• Vorliegender Text:
Bis auf zwei Worte, die sich meinem Gedächtnis eingebrannt haben. Erstens: Ein Freund hat in einer Predigt ein Ratzinger-Wort zitiert, welches lautet: „ES gibt so viele Wege zum Heil, wie es Menschen gibt!“ Das bedeutet: Jeder Mensch muss seinen Weg zum Heil finden. Welch eine Offenbarung. Hatten wir nicht immer gelernt, dass es außerhalb der Kirche kein Heil gebe? Und dann dies: Jeder Mensch muss seinen ganz persönlichen Weg zum Heil finden.

Und zweitens: In einem Interview mit August Everding, vermutlich anlässlich des 70. Geburtstags von Kardinal Ratzinger – ich habe dies Interview als Video-Mitschnitt in meinem Büro stehen – fragt der Interviewer nach der Theologie eines Konklave und der Funktion des Heiligen Geistes. Eine erste Antwort des Kardinals genügt dem Interviewer nicht, und dieser setzt nach: „Was hat der Heilige Geist nun beim Konklave zu tun?“ Die Antwort des Kardinals, mit einem etwas schelmischen Lächeln: „Der Heilige Geist hat beim Konklave die Aufgabe, das Schlimmste zu verhindern!“

Das hat der Heilige Geist ganz sicher beim Konklave vor zwei Wochen getan. Und ich habe mir das außerordentlich interessante Interview in diesen Tagen noch einmal angeschaut und bin ziemlich begeistert.

Erkennungsbeispiele:
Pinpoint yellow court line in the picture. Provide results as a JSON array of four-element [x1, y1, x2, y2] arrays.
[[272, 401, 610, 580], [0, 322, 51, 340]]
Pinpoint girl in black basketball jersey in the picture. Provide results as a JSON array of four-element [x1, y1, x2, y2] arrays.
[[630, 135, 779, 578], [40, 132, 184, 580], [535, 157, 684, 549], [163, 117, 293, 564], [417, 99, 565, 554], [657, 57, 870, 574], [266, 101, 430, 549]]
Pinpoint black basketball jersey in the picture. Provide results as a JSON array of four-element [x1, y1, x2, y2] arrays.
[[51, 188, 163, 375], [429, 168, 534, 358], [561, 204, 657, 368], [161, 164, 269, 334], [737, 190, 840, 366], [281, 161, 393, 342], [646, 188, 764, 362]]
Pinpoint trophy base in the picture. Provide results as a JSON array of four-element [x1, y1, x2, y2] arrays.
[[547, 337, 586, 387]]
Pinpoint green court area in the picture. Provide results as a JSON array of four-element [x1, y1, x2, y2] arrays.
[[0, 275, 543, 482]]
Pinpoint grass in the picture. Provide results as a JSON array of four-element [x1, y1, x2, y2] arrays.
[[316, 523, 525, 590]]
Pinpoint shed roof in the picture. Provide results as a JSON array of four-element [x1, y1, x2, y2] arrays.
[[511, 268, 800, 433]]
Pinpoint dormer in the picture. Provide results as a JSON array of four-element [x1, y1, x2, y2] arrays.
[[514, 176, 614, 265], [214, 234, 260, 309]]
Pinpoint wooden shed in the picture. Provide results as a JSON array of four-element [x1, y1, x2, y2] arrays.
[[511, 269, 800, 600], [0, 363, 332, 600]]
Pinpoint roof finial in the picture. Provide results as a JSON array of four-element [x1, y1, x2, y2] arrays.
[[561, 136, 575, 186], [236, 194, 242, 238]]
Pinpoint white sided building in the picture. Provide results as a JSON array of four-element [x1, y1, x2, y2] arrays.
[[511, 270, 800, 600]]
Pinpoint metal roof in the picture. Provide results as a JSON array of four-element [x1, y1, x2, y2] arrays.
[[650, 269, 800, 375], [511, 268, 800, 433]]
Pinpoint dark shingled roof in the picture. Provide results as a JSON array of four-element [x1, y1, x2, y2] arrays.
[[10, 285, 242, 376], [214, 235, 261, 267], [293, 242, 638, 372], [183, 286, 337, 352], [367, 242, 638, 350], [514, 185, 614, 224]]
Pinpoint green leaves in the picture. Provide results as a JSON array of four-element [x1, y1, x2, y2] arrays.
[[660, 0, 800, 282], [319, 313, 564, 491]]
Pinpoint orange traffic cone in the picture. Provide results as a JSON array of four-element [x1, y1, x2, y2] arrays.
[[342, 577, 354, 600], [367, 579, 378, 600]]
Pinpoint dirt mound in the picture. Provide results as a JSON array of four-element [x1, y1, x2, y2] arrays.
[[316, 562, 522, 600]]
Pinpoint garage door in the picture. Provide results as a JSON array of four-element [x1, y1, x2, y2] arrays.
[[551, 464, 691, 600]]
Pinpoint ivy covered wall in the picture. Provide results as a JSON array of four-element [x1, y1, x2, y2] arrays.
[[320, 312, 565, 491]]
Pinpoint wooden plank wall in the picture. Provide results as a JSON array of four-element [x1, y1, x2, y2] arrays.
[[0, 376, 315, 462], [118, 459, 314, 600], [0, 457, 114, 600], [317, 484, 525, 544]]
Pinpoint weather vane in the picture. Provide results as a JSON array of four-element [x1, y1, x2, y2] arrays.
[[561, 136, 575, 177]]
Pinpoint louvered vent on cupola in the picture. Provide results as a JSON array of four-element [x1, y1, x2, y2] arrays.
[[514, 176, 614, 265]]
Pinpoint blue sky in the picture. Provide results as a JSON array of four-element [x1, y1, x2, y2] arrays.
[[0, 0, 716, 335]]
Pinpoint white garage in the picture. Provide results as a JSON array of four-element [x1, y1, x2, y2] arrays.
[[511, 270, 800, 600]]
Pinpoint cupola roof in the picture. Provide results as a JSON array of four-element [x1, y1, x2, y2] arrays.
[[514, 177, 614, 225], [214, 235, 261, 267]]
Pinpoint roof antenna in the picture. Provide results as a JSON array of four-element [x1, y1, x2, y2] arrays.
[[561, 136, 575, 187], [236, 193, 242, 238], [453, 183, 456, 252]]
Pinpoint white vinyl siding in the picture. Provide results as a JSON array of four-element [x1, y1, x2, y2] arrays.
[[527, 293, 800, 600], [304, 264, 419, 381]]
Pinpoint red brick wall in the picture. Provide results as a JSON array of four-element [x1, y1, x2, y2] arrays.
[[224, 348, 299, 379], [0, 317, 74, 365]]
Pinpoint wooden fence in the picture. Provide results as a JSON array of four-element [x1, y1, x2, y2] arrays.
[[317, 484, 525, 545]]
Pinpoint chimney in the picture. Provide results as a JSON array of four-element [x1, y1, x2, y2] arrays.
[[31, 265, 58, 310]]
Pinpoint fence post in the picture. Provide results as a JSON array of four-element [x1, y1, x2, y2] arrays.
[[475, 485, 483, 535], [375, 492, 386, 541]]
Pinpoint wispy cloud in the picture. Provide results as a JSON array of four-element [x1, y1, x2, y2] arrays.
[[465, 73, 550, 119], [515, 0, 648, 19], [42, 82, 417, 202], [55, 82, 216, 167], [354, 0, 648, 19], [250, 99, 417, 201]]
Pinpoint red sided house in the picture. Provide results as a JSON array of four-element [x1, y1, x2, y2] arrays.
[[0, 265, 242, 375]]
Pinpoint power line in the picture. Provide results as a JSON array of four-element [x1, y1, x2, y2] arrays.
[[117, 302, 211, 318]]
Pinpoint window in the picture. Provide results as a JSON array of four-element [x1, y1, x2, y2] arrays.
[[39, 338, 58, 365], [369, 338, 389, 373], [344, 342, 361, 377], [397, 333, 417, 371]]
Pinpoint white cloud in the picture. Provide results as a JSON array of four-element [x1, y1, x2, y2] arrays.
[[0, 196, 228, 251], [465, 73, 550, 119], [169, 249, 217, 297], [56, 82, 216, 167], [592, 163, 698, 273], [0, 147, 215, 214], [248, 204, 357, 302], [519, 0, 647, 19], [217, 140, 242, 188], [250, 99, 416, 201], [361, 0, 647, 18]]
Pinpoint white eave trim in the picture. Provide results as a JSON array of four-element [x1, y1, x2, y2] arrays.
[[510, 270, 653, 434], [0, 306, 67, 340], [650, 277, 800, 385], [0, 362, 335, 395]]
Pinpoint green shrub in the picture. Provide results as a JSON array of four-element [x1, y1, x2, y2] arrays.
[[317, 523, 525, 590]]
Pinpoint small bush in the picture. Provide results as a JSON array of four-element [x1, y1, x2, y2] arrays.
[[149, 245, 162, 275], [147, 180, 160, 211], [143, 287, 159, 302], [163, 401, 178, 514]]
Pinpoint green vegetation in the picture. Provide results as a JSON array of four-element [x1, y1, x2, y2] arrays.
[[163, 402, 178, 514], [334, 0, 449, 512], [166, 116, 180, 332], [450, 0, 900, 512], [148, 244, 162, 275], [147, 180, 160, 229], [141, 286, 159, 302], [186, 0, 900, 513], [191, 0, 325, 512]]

• Worum es geht: Gib aus dem Text über Kardinal Ratzinger die Stelle von „Und zweitens: In“ bis „bin ziemlich begeistert.“ wortgetreu wieder. Die Zeilen stammen aus einer anderen Quelle.

• Die Antwort:
Und zweitens: In einem Interview mit August Everding, vermutlich anlässlich des 70. Geburtstags von Kardinal Ratzinger – ich habe dies Interview als Video-Mitschnitt in meinem Büro stehen – fragt der Interviewer nach der Theologie eines Konklave und der Funktion des Heiligen Geistes. Eine erste Antwort des Kardinals genügt dem Interviewer nicht, und dieser setzt nach: „Was hat der Heilige Geist nun beim Konklave zu tun?“ Die Antwort des Kardinals, mit einem etwas schelmischen Lächeln: „Der Heilige Geist hat beim Konklave die Aufgabe, das Schlimmste zu verhindern!“

Das hat der Heilige Geist ganz sicher beim Konklave vor zwei Wochen getan. Und ich habe mir das außerordentlich interessante Interview in diesen Tagen noch einmal angeschaut und bin ziemlich begeistert.